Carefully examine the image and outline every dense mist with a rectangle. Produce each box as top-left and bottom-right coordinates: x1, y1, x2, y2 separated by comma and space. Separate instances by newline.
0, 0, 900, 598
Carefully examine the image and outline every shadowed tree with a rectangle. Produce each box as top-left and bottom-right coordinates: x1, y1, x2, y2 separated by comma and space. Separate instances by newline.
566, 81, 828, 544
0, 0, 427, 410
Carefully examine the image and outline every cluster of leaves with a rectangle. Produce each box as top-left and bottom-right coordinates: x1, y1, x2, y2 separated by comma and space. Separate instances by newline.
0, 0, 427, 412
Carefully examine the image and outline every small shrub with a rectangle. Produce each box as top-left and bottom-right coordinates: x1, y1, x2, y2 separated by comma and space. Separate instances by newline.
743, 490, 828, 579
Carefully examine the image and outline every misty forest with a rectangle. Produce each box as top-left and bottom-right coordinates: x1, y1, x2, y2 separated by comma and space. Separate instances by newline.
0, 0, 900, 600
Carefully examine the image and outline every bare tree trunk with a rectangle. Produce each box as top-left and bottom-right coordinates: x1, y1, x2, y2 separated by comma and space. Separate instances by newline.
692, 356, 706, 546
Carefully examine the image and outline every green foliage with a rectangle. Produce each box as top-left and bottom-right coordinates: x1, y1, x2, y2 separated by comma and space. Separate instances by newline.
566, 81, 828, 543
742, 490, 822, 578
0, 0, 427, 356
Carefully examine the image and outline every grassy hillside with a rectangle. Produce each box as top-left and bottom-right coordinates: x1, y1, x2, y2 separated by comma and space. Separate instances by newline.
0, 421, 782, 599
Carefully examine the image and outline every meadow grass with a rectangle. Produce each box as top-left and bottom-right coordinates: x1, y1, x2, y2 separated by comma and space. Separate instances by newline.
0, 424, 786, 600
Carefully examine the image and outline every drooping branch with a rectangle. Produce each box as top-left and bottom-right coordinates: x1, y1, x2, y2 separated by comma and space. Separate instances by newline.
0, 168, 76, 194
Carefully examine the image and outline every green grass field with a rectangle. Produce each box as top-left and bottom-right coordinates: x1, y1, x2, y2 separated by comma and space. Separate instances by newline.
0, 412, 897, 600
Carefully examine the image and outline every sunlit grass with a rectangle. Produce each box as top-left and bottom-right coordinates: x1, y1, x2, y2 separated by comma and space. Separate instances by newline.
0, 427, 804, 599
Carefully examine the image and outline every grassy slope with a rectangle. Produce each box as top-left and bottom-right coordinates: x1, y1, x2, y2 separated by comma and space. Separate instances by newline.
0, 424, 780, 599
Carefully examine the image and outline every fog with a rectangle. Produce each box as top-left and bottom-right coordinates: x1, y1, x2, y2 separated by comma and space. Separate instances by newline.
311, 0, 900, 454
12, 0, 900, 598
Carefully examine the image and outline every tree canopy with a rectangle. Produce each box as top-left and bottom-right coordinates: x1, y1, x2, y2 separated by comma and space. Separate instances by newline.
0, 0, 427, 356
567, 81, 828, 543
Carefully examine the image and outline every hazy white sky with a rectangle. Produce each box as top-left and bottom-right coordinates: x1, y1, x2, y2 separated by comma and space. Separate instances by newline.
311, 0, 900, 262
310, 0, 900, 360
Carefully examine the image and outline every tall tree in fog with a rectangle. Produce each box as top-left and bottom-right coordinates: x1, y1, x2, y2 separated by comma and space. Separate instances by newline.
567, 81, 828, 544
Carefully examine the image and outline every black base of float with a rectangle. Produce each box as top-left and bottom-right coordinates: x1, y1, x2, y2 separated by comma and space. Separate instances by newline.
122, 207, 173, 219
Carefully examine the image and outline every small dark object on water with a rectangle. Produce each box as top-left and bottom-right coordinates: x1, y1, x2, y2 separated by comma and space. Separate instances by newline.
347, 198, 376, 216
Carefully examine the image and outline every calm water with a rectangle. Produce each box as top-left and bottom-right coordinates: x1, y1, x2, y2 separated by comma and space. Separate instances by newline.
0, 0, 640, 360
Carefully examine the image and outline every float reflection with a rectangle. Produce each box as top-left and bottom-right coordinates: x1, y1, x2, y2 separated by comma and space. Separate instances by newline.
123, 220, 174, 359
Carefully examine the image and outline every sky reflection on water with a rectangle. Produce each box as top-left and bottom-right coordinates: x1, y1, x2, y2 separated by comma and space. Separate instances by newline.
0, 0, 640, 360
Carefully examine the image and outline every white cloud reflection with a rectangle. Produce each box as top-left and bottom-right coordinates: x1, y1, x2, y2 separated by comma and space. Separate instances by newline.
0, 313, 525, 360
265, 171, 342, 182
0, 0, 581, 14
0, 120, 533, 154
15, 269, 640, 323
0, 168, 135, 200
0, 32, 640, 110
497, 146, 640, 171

=== Required work ===
Copy all of the records above verbatim.

=== Answer below ===
Carefully examine the image and outline every dense mist with a rectangle. Produce each box as top-left and bottom-right coordinates: x1, y1, x2, y2 separated by comma and space. Separate instances by newline.
0, 0, 900, 598
Carefully examine the image and outline every shadowed tree with a rectangle. Produce each box as top-left and bottom-right coordinates: x1, y1, x2, y2 separated by comma and space. Separate instances by newline.
566, 81, 828, 544
0, 0, 427, 410
Carefully examine the image and outline every cluster of leaves with a rectangle. Produce each box as top-left and bottom-right coordinates: x1, y1, x2, y2 separated by comma and space. Separate instances by newline.
0, 0, 427, 412
Carefully examine the image and outline every small shrub with a rectangle. Produce each box as top-left and bottom-right coordinates: x1, y1, x2, y2 separated by comma and space. Separate instances by newline.
743, 490, 828, 579
Carefully examine the image and outline every misty forest with a rectangle. Produce each box as top-left and bottom-right coordinates: x1, y1, x2, y2 separated by comma and space. Separate instances by newline.
0, 0, 900, 600
Carefully examine the image and outline every bare tree trunk with a rectangle. Produce each box as top-left and bottom-right coordinates: x1, y1, x2, y2 separated by comma and space. Separate instances by newline.
692, 356, 706, 546
Carefully examine the image and outline every green foliage with a rectangle. Produce each box as top-left and bottom-right coordinates: x1, y1, x2, y2 separated by comma and space. Separate instances by newline.
566, 81, 828, 543
742, 490, 822, 578
0, 0, 427, 356
Carefully examine the image and outline every grassy hillside with a rectangle. Produce each box as top-left and bottom-right coordinates: x1, y1, x2, y2 separated by comma and space. Separate instances by newline.
0, 421, 782, 599
Carefully examine the image and outline every meadow grass with a rectangle. Produce each box as top-left and bottom-right coordinates: x1, y1, x2, y2 separated by comma and space. Separate instances by newline.
0, 424, 786, 600
Carefully examine the image and outline every drooping branch with a rectangle. Produce each box as top-left and bottom-right coordinates: x1, y1, x2, y2 separated by comma and space. Separate instances by newline.
0, 168, 76, 194
Carefully examine the image and outline every green grass field with a rectangle. Produce each box as top-left and bottom-right coordinates: x1, y1, x2, y2 separated by comma and space. Separate instances by newline.
0, 412, 897, 600
Carefully examine the image and outline every sunlit grass with a rectangle. Produce each box as top-left and bottom-right coordinates: x1, y1, x2, y2 separated by comma and space. Separate instances by newline.
0, 427, 804, 599
Carefully examine the image and outline every grassy slope with a rectangle. Produce each box as top-left and bottom-right coordinates: x1, y1, x2, y2 separated by comma and space. Separate instances by newline.
0, 424, 780, 599
Carefully examine the image and outline every fog with a rectangle. Produce each box as top-left and bottom-right coordinates: x1, y1, x2, y2 separated by comma and space. Separate instances by newline.
311, 0, 900, 454
12, 0, 900, 598
Carefully examine the image and outline every tree canopy with a rectangle. Produce each box as top-left and bottom-right coordinates: x1, y1, x2, y2 separated by comma and space. Separate instances by newline.
0, 0, 427, 356
567, 81, 828, 543
Carefully examine the image and outline every hazy white sky with a rectangle. Produce each box as top-left and bottom-right coordinates: x1, y1, x2, y2 separated by comma and space. Separate instances by newline.
311, 0, 900, 262
310, 0, 900, 360
Carefully examine the image and outline every tall tree in fog with a rectangle. Produce each box as top-left and bottom-right coordinates: x1, y1, x2, y2 separated by comma and space. Separate instances by newline.
567, 81, 828, 544
Carefully examine the image and outline every black base of float with a rectangle. Produce each box as top-left and bottom-right coordinates: x1, y1, x2, y2 separated by comma and space. Separate instances by newline.
122, 207, 173, 219
Carefully examine the image and outline every small dark object on water with a rectangle. Produce each box as top-left and bottom-right coordinates: x1, y1, x2, y2 separated by comma and space. Separate instances by newline.
347, 198, 376, 216
Carefully examine the image and outline every calm water with a rectangle. Produce each box as top-left and bottom-right coordinates: x1, y1, x2, y2 separated by comma and space. Separate instances by newline.
0, 0, 640, 360
Carefully examine the image and outline every float reflection with a rectangle. Produce each box as top-left and bottom-right coordinates: x1, y1, x2, y2 separated by comma and space. Separate instances by newline.
123, 220, 174, 359
Carefully examine the image and outline every sky reflection on water with a rectangle. Produce each box as top-left and bottom-right coordinates: x1, y1, x2, y2 separated by comma and space. Separate instances by newline.
0, 0, 640, 360
Carefully examine the image and outline every white cloud reflection with a rectangle. Produce each box as top-left and bottom-right coordinates: x1, y1, x2, y2 separated by comma and space. Separate instances by newline.
0, 313, 525, 360
265, 171, 342, 182
0, 0, 581, 14
0, 120, 533, 154
15, 269, 640, 323
0, 168, 135, 200
0, 32, 640, 110
497, 146, 640, 171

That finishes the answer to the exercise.